◆ **CHALLENGE A**
Answer these about the graph-merging notebook:
(i) Which library is imported under the alias nx?
(ii) In get_stats, how is avg_deg calculated?
(iii) What is the heading at the top of the notebook?

◆ **PASSAGE**
--- start ---

## Merge ontology-grounded and literature-based graphs

In [1]:
import pandas as pd
import numpy as np
import pickle
from rdflib.namespace import OWL, RDF, RDFS
import os
import pickle, json

#Create networkx graph from triples
import glob
import hashlib
import json
import networkx as nx  # type: ignore

from rdflib import BNode, Graph, Literal, Namespace, URIRef  # type: ignore
from rdflib.namespace import OWL, RDF, RDFS  # type: ignore
from rdflib.plugins.serializers.nt import _quoteLiteral  # type: ignore

from tqdm import tqdm  # type: ignore

In [19]:
def get_stats(g):
    nodes = nx.number_of_nodes(g)
    edges = nx.number_of_edges(g)
    density = nx.density(g)
    avg_deg = float(edges)/nodes
    print('Number of nodes: ', nodes)

--- end ---

(Bounding box annotation entries)
--- start ---

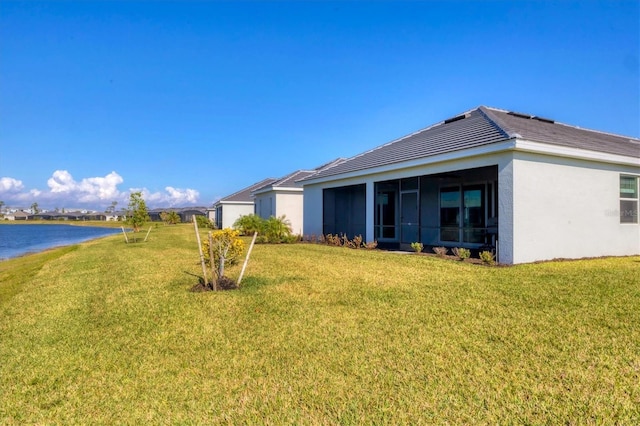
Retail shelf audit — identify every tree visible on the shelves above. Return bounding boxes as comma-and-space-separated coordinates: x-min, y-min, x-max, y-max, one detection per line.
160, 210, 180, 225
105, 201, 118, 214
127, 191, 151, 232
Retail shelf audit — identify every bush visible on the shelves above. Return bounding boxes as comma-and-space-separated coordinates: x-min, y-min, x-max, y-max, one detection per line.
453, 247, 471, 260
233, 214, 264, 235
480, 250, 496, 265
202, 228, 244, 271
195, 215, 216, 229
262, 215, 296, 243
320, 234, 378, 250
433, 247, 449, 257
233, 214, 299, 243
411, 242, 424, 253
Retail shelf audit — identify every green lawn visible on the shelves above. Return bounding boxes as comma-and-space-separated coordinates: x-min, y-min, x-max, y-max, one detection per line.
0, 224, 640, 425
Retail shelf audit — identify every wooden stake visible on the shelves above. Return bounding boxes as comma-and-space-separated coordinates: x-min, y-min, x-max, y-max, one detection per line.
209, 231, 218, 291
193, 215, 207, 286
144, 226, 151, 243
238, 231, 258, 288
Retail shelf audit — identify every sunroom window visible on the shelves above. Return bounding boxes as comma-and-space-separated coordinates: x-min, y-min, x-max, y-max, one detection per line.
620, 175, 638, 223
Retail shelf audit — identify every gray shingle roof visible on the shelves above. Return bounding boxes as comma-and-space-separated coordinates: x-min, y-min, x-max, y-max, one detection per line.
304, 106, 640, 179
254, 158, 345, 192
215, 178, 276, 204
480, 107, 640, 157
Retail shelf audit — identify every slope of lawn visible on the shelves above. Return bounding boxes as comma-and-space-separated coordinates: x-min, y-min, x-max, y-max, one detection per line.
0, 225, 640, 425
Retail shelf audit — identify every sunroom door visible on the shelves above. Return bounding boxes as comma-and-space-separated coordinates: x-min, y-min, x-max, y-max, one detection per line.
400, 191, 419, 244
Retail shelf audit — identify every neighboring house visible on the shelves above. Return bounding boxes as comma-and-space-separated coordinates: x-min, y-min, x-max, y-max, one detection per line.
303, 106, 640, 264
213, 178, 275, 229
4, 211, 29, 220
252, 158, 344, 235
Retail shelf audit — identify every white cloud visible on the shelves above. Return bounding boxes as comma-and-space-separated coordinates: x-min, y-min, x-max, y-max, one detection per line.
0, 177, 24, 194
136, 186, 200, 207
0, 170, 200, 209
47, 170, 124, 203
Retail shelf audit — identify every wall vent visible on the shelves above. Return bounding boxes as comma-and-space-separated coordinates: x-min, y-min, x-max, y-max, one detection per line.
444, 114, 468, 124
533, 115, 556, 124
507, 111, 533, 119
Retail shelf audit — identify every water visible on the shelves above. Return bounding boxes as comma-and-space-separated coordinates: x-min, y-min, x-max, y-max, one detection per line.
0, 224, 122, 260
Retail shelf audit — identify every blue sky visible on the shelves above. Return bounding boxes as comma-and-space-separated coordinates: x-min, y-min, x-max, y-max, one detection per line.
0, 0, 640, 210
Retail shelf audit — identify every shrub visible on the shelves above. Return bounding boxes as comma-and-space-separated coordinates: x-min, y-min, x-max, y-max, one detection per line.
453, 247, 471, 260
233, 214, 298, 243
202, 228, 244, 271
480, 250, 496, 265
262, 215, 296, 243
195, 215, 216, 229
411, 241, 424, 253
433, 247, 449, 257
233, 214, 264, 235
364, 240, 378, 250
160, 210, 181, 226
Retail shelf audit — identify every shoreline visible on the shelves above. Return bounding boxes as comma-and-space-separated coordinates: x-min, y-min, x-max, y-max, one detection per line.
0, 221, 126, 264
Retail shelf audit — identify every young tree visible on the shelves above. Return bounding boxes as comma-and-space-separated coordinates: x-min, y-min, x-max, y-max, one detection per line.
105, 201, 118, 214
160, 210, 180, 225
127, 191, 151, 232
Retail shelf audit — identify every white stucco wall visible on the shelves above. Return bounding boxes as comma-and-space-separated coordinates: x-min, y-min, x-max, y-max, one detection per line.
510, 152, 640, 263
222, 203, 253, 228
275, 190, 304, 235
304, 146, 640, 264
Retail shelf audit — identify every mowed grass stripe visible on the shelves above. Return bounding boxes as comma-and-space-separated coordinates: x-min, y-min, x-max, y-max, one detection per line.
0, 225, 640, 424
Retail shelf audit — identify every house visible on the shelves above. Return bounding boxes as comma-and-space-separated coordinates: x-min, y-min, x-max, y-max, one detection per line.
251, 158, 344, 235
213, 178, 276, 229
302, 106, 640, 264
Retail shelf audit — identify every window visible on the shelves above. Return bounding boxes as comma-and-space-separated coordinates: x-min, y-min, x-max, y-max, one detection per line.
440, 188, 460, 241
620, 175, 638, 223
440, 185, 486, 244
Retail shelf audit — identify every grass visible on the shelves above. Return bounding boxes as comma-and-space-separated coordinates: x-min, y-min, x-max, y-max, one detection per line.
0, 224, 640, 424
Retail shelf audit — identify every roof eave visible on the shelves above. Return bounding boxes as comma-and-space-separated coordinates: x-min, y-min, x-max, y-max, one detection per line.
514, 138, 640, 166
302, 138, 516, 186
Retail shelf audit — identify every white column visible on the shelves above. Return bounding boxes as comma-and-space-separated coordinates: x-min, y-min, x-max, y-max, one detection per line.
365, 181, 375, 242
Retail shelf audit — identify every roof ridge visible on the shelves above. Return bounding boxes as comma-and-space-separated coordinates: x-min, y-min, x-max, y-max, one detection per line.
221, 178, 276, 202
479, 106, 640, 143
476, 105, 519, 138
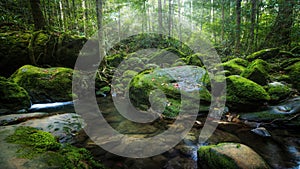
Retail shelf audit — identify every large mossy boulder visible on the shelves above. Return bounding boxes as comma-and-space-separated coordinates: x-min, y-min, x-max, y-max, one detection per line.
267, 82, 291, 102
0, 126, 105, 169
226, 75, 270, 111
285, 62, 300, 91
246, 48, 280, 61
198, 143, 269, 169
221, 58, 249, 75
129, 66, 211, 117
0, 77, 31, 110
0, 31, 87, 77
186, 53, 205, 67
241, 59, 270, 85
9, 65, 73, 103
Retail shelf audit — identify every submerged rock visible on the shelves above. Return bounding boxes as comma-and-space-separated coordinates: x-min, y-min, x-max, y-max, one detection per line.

--- end ---

◆ **CHALLENGE B**
Can you scale the records from the line with "Retail shelf audit — identify every mowed" to the line with "440, 185, 486, 244" by rewriting every line in that span, requests included, and multiplying each bounding-box coordinate in the answers by 2.4, rounded to whole numbers with halves rounded up? Return only those lines.

◆ **TASK OUTPUT A**
(i) networkx
(ii) As float(edges)/nodes, the number of edges converted to a float and divided by the number of nodes.
(iii) Merge ontology-grounded and literature-based graphs

◆ **TASK OUTPUT B**
Retail shelf audit — identify every mowed grass stripe visible on the shelves above. Return bounding boxes as comma-and-space-separated coordinates: x-min, y-min, x-max, y-max, one detection per line.
0, 540, 1536, 1018
Retail shelf audit — identify every house visible on the shelves above. Return bounding boxes as comma-and-space-separated coordinates: x-min, y-min, x-max, y-max, one detection per line.
602, 379, 826, 564
511, 427, 662, 550
725, 254, 1536, 634
Retail shelf audit — identify every window visible on the shelves above. Return bounding boxes as comma-and-space-separated coordinates: x-min, y-min, x-max, y-max, one detection per line.
1056, 451, 1104, 578
1488, 420, 1531, 535
1056, 444, 1166, 586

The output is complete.